> **Given exercise**
Find "the wooden walking" in the data, then restate the line it sits in and every later line word for word, ending with the last line.

> **Information given**

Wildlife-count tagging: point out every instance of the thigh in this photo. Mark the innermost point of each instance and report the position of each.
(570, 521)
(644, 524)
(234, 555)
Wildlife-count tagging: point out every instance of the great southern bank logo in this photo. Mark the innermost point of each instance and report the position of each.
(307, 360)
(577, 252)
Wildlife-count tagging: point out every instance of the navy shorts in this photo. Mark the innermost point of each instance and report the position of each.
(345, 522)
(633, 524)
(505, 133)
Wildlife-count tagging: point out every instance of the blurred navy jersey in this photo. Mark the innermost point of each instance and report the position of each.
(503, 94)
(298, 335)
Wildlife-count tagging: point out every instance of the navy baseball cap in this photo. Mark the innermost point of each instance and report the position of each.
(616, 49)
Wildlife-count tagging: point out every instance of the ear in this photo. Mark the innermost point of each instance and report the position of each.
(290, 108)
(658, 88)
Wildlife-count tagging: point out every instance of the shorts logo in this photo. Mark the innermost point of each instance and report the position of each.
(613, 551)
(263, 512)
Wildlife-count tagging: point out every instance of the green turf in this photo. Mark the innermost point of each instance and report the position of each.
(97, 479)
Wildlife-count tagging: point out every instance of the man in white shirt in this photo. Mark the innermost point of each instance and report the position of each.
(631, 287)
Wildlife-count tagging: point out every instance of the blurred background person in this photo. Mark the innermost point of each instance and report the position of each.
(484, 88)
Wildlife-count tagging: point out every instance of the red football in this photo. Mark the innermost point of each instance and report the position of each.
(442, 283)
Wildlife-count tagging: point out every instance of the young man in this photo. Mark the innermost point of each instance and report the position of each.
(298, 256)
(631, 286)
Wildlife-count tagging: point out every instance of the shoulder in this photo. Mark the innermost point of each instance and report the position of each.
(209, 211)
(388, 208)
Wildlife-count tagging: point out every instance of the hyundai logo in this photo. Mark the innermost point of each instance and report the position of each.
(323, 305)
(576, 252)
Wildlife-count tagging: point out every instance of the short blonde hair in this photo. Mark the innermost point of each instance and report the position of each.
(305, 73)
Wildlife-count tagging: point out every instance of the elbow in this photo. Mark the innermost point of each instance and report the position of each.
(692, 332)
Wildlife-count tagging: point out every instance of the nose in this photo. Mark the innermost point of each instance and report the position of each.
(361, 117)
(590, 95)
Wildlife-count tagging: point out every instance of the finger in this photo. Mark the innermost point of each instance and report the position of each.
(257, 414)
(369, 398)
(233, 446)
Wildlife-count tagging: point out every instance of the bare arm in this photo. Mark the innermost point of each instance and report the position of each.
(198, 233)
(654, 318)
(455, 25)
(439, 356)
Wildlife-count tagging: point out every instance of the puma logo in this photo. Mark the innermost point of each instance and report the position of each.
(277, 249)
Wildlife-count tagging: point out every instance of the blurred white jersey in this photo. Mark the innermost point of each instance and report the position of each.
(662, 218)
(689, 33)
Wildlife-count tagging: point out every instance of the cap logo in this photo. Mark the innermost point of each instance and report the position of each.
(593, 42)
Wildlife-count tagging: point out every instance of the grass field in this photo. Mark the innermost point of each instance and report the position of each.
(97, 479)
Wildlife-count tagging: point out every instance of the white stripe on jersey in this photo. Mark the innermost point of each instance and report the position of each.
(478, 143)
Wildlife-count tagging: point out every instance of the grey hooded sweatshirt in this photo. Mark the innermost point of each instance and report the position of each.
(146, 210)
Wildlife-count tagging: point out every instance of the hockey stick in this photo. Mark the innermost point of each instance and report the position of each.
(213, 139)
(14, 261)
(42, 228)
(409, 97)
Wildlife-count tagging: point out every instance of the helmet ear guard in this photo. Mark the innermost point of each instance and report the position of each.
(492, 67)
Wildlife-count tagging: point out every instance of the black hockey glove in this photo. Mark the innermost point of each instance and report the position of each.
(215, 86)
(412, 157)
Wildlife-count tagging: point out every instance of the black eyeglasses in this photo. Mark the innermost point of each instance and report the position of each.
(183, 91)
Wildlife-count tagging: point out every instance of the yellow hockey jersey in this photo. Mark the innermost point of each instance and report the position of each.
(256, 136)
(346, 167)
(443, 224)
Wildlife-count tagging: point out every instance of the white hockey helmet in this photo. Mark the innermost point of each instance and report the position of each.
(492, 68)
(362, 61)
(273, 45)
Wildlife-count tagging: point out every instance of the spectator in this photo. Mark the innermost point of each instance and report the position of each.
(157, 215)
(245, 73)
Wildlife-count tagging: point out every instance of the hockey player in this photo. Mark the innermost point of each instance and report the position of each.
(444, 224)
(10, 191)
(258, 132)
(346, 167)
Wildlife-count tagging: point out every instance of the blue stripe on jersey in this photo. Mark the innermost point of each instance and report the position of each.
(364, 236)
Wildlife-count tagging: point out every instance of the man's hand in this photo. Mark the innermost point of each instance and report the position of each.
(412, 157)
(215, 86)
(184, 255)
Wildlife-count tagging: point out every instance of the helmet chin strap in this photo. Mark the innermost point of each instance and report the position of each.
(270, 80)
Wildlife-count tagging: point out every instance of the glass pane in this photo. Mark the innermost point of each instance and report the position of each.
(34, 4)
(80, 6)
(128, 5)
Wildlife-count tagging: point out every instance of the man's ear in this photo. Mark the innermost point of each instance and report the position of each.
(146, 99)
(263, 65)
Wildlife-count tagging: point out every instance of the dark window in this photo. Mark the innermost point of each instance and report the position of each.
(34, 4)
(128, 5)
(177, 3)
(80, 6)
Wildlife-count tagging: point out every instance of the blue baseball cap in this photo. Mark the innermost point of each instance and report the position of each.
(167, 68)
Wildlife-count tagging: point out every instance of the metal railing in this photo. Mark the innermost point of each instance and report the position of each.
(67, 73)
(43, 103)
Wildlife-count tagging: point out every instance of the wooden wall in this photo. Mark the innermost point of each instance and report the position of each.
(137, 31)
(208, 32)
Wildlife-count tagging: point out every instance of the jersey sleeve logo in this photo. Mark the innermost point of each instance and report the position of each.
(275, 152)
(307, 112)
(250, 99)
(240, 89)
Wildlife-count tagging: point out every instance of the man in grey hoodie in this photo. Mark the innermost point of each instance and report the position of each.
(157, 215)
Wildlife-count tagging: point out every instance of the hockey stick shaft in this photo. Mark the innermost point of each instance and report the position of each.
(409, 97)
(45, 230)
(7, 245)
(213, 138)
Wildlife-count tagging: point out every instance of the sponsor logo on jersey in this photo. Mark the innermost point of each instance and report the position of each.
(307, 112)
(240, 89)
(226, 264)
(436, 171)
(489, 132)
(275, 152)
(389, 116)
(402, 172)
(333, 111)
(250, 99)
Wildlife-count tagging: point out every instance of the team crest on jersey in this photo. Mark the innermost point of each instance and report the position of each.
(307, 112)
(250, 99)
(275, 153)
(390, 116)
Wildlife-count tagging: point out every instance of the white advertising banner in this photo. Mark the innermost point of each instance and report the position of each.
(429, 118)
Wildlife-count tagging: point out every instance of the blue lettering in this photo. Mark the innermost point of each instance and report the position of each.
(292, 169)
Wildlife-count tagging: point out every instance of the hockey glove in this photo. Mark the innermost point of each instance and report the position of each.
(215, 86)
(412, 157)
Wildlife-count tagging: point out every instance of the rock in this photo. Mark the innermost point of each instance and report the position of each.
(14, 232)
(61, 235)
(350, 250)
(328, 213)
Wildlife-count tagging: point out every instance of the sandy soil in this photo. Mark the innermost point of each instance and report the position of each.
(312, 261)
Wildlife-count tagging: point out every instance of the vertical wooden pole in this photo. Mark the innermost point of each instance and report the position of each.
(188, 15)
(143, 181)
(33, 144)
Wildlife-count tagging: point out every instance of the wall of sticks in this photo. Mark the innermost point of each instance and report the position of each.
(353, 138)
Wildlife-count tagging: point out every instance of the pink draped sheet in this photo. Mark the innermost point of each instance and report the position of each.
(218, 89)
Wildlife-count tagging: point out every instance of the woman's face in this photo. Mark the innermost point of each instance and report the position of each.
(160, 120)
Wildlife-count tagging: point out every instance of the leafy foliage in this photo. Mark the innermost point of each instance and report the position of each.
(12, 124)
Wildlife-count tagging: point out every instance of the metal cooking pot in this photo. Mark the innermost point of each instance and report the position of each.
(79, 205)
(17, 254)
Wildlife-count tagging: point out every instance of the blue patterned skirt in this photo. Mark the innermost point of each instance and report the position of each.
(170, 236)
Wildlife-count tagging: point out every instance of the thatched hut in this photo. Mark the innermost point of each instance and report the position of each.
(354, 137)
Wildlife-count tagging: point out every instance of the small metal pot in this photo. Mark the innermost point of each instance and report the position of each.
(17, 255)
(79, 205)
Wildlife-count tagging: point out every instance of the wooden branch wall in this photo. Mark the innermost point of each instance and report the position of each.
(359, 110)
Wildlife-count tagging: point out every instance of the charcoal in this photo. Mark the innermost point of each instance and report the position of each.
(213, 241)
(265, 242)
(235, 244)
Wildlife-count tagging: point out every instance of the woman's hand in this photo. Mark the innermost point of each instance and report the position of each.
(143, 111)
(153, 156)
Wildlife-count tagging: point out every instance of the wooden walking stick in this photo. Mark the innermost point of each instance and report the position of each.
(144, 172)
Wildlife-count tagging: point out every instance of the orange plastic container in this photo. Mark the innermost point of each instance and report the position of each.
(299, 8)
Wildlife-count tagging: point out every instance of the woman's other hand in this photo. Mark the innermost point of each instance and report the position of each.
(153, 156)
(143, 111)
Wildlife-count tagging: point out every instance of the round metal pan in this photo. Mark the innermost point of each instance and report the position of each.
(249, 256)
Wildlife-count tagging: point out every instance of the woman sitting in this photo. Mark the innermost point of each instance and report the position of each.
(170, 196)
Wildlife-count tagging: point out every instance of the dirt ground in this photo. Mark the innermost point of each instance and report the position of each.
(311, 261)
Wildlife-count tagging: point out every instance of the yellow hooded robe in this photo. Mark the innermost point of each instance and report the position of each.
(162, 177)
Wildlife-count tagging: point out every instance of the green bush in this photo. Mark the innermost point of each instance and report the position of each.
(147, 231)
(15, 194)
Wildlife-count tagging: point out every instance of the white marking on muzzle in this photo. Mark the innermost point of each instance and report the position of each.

> **Exercise response**
Wildlife-count tagging: point out every instance of the wooden walking stick in this photo. Mark the innermost point of each instance and report the position of each.
(144, 172)
Wildlife-count tagging: point out every instance of the orange plastic container in this photo. Mark the innermost point of each instance and report the position of each.
(299, 8)
Wildlife-count tagging: point out every instance of the woman's other hand in this photo. Mark the innermost point of each instance and report the position of each.
(153, 156)
(143, 111)
Wildlife-count tagging: point out every instance of the round metal pan in this photo. Mark the innermost point of each instance and report the position of each.
(249, 256)
Wildlife-count tagging: point out every instance of the woman sitting in this photo. Mark the innermost point of each instance and report the position of each.
(170, 196)
Wildlife-count tagging: point out every instance of the dirt ground in this photo. Mark the innermost point of each instance and report the position of each.
(311, 261)
Wildlife-count tagging: point out every instance of the yellow hooded robe in this photo. Mark the innermost point of each instance and report the position of each.
(162, 177)
Wildlife-count tagging: point out every instance of the green bush in this photo. Mark the innermost point of each instance and report the position of each.
(147, 231)
(15, 194)
Wildlife-count tagging: point out every instance of the white marking on muzzle in this photo. Mark the innermost point of each instance and report the position of each.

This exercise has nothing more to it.